%%
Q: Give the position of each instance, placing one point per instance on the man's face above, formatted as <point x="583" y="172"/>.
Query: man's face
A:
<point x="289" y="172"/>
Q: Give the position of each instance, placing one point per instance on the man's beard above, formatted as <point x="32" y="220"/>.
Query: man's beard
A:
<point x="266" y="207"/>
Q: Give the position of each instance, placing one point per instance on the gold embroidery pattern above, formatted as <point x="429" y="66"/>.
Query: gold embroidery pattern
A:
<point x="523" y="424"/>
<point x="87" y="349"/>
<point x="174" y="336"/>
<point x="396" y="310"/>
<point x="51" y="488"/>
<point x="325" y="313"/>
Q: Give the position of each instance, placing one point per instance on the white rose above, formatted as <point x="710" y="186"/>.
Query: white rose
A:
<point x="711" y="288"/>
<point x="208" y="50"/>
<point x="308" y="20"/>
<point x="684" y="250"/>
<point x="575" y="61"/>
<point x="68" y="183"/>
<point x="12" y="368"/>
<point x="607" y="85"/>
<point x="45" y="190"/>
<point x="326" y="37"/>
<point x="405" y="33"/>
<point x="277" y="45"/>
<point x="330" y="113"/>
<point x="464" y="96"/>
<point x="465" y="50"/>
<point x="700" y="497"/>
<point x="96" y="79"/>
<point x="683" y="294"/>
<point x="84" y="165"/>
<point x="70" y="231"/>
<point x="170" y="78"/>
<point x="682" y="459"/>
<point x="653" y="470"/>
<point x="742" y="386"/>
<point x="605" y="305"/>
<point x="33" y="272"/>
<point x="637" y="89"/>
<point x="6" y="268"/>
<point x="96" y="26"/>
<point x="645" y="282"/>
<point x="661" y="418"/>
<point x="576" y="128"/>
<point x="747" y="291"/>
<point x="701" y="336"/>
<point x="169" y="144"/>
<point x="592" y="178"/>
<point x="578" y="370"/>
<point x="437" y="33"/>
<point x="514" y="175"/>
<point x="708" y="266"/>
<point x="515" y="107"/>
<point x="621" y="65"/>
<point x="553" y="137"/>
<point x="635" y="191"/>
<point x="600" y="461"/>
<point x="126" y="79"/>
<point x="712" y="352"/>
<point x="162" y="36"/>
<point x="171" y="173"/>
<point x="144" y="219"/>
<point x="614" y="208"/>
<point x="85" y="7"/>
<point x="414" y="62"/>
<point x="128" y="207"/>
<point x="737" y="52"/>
%%
→ What you need to do
For every line of the records that includes the string "pattern", add one to a tally; the answer is that tally alone.

→ Answer
2